*** Data in this exercise Section Begins ***

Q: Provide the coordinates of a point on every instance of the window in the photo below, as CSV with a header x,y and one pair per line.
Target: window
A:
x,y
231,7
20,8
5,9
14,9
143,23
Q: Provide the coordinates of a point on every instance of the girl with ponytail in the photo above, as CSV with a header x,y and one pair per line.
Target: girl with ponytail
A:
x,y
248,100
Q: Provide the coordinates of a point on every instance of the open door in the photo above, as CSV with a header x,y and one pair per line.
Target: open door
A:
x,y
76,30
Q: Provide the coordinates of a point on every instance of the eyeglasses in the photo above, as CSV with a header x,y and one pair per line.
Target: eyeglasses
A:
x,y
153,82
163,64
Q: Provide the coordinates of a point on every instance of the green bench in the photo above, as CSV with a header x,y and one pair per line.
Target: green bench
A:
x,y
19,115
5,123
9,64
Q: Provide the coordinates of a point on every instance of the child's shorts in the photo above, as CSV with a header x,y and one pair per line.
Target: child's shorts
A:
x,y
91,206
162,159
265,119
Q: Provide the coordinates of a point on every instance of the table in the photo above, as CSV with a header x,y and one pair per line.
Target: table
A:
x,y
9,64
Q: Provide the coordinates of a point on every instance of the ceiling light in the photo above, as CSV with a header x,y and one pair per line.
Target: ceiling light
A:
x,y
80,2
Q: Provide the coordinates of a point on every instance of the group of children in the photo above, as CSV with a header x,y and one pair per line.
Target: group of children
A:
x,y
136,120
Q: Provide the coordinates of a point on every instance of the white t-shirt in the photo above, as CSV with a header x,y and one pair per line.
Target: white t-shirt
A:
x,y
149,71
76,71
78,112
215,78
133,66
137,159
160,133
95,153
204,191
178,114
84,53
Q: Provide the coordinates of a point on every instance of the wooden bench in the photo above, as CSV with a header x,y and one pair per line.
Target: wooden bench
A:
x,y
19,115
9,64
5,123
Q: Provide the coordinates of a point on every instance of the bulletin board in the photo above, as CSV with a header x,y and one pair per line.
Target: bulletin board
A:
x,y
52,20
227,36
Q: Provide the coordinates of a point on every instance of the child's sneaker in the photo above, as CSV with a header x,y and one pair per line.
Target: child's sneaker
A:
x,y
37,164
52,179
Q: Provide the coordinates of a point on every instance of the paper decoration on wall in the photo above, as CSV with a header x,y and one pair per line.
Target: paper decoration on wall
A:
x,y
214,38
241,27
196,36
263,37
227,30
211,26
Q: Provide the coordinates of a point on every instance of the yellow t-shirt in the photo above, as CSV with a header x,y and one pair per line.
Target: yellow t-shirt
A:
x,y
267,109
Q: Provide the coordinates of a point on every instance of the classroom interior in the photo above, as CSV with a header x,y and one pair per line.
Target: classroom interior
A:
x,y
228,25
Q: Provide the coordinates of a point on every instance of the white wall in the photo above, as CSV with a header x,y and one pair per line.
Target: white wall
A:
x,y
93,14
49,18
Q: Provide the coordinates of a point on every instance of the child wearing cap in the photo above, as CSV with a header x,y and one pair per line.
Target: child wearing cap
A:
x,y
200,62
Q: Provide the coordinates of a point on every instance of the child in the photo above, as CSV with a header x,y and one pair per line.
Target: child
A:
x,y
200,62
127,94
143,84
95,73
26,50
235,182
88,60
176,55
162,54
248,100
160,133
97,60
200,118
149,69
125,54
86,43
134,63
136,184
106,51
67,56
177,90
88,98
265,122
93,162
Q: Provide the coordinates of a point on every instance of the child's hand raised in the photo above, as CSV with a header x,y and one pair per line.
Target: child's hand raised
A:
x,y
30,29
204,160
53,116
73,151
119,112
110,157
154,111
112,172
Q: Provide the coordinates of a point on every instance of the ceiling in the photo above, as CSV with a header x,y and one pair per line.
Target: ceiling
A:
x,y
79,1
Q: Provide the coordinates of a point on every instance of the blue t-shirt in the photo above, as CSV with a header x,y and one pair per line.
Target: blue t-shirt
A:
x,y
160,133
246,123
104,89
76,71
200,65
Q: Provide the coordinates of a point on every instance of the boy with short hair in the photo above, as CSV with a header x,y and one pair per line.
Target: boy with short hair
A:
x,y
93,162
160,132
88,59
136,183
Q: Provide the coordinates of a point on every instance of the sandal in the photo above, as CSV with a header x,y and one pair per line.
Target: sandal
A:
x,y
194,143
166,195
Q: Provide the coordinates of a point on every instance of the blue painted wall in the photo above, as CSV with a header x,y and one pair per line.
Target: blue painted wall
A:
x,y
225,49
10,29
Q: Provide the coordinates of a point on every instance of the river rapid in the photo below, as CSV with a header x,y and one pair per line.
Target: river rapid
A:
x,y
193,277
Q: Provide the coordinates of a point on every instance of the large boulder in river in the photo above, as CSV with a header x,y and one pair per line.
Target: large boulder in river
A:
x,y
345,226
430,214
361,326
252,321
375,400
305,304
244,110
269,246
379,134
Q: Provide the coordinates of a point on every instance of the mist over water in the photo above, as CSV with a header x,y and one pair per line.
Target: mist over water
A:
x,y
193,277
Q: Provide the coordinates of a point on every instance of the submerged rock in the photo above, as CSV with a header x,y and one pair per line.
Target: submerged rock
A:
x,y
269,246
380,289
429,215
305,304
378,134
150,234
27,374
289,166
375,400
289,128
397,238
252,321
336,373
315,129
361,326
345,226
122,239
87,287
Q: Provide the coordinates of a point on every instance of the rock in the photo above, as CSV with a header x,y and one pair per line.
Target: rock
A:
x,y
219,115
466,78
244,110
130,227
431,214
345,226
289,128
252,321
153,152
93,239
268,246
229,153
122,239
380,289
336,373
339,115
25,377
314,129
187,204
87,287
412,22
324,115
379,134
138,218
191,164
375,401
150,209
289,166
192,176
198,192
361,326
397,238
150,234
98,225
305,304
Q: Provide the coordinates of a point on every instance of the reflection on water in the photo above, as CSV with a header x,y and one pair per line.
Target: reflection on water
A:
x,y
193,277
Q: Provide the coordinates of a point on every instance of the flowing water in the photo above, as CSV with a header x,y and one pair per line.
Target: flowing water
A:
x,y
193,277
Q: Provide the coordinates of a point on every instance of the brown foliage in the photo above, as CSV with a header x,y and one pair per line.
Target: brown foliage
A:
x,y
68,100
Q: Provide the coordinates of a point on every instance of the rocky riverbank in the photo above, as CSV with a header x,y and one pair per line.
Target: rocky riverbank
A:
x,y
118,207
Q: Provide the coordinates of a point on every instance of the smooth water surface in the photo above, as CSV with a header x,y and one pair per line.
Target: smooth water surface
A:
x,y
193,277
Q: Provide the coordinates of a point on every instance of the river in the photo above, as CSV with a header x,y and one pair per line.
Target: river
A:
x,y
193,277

*** Data in this exercise Section Ends ***

§ **Work instructions**:
Repeat the records above exactly as they appear.

§ **Answer section**:
Q: Provide the coordinates of a point on every instance of the window in the photo below, as CSV with a header x,y and one pair per line.
Target: window
A:
x,y
231,7
20,8
5,9
14,9
143,23
Q: Provide the coordinates of a point on every instance of the girl with ponytail in the photo above, as CSV with a header x,y and one pair per line.
Target: girl with ponytail
A:
x,y
248,100
Q: Provide the coordinates of a point on every instance of the open door in the photo above, as CSV with a header x,y and one pair per line.
Target: open door
A:
x,y
76,30
Q: Provide the coordinates of a point on every instance of the eyeglasses in the photo above, as CSV with a header x,y and one pair per line.
Target: eyeglasses
A:
x,y
153,82
163,64
Q: Provide the coordinates of a point on every instance of the green bench in the photo above, as CSV with a header x,y and one pair per line.
Target: green bench
A:
x,y
19,115
5,123
9,64
Q: Provide the coordinates of a point on every instance of the child's shorts in the photo above, as CSV with a header x,y and one pair per line.
Target: child's shorts
A:
x,y
91,206
162,159
265,119
Q: Provide the coordinates of a point on every instance of the table in the photo above, as CSV with a header x,y and one pair per line.
Target: table
A:
x,y
9,64
Q: Provide the coordinates of a point on every instance of the ceiling light in the photo above, as CSV with a header x,y and one pair per line.
Target: ceiling light
A:
x,y
80,2
Q: Provide the coordinates of a point on every instance of the group of children in the photo above, as CSV with a header x,y and one pair per line.
Target: group of children
A:
x,y
136,120
Q: Provide the coordinates of a point on every instance of the white t-shirt in the photo above, as CSV with a header x,y and one pair per line.
Target: white t-shirt
A:
x,y
149,71
76,71
78,112
215,78
133,66
137,159
160,133
95,153
204,191
178,114
84,53
Q: Provide the coordinates of a point on every instance of the wooden bench in the photo above, as CSV with a header x,y and one pair per line.
Target: wooden bench
A:
x,y
19,115
9,64
5,123
Q: Provide the coordinates of a point on every instance of the bulletin board in the photo above, as CSV with a header x,y and one pair per line.
Target: bulletin board
A:
x,y
52,20
227,36
Q: Provide the coordinates of a point on every instance of the child's sneaker in the photo above, as CSV with a header x,y and one pair per line.
Target: child's sneaker
A:
x,y
37,164
52,179
Q: Provide the coordinates of a point on every instance of the paper decoration on wall in the photo above, as CSV with a header x,y and one pair per line.
Target: paper decoration on wall
A:
x,y
214,38
241,27
196,36
263,37
227,30
211,26
Q: Provide the coordinates of a point on every instance of the yellow t-shirt in the photo above, as CSV with a header x,y and one pair per line.
Target: yellow t-shirt
A:
x,y
267,109
Q: Provide the coordinates of a point on every instance of the classroom interior in the photo above, as CSV with a header x,y and one pair per line.
Target: classroom interior
A:
x,y
228,25
Q: Provide the coordinates of a point on every instance of the white wall in the photo above, as CSV with a header x,y and one pair per line.
Target: white wall
A:
x,y
93,14
49,18
Q: Provide the coordinates of a point on every instance of the child wearing cap in the photo above, as CSV with a header x,y and one pair per line.
Target: child wearing cap
A:
x,y
200,62
Q: Provide the coordinates of a point on every instance of the child in the photo above, as CSV with a header x,y and one pair per line.
Target: child
A:
x,y
200,62
127,94
143,84
95,73
26,50
235,182
88,60
176,55
162,54
248,100
160,133
97,60
200,118
149,69
125,54
86,43
134,63
136,184
106,51
67,56
177,90
88,98
265,122
93,162
Q: Provide the coordinates of a point on every instance of the child's hand raised in the photo above, as CSV with a header x,y and one pair per line.
Target: child's hand raised
A:
x,y
30,29
204,160
53,116
73,151
119,112
110,157
154,111
112,172
Q: Provide the coordinates of a point on every instance of the ceiling in the photo above, as CSV with a header x,y and one pair per line.
Target: ceiling
A:
x,y
79,1
Q: Provide the coordinates of a point on every instance of the blue t-shirt in the photo above, as CSV with a header x,y and one pair per line.
Target: blue t-shirt
A:
x,y
160,133
246,123
104,89
76,71
200,65
Q: Provide the coordinates of a point on every instance of the boy with short hair in the photo above, as CSV with a header x,y and one pair per line.
Target: boy with short hair
A:
x,y
93,162
160,132
88,59
136,183
Q: Provide the coordinates of a point on every instance of the sandal in the photo above, as CSV with a header x,y and one pair per line.
Target: sandal
A:
x,y
194,143
166,195
Q: Provide the coordinates of a point on every instance of the blue painted wall in the photo above, as CSV with a header x,y and one pair per line.
Target: blue painted wall
A:
x,y
225,49
10,29
Q: Provide the coordinates of a point on every instance of the river rapid in the photo below, as CSV with a header x,y and one pair per line.
Target: river rapid
A:
x,y
193,277
Q: Provide the coordinates of a point on every instance of the large boulder in river in the photo above, as CSV with a header x,y and one pair per line.
Target: large boulder in river
A:
x,y
345,226
430,214
361,326
252,321
375,400
305,304
244,110
269,246
379,134
Q: Provide the coordinates of a point on every instance of the mist over water in the photo above, as CSV with a header x,y and one pair per line.
Target: mist over water
A:
x,y
193,277
Q: Provide the coordinates of a point on every instance of the submerged rock in the photo above, as CSV with a header x,y and one pair per line.
Target: submerged rock
A:
x,y
269,246
380,289
429,215
305,304
378,134
150,234
27,374
289,166
375,400
289,128
397,238
252,321
336,373
315,129
361,326
345,226
122,239
87,287
Q: Provide the coordinates of a point on every instance of the rock in the photo above, as CSV with a header x,y and one pair per line.
Target: rock
A:
x,y
219,115
466,78
244,110
130,227
431,214
345,226
289,128
252,321
153,152
93,239
268,246
229,153
122,239
380,289
336,373
339,115
25,377
314,129
187,204
87,287
412,22
324,115
379,134
138,218
191,164
375,401
150,209
289,166
192,176
198,192
361,326
397,238
150,234
98,225
305,304
Q: Provide the coordinates of a point on every instance of the reflection on water in the photo above, as CSV with a header x,y and one pair per line.
Target: reflection on water
A:
x,y
193,277
Q: Provide the coordinates of a point on every instance of the flowing water in the photo above, as CSV with a header x,y and one pair per line.
Target: flowing water
A:
x,y
193,277
Q: Provide the coordinates of a point on every instance of the brown foliage in the photo above, as CSV with a header x,y and one pair per line.
Target: brown foliage
A:
x,y
68,100
Q: Provide the coordinates of a point on every instance of the rocky riverbank in the photo above, as CSV with a header x,y and one pair per line.
Target: rocky riverbank
A:
x,y
118,207
Q: Provide the coordinates of a point on every instance of the smooth water surface in the photo above, as CSV with a header x,y and one pair per line.
Target: smooth water surface
A:
x,y
193,277
Q: Provide the coordinates of a point on every instance of the river in the photo above, as CSV with a header x,y and one pair per line.
Target: river
A:
x,y
193,277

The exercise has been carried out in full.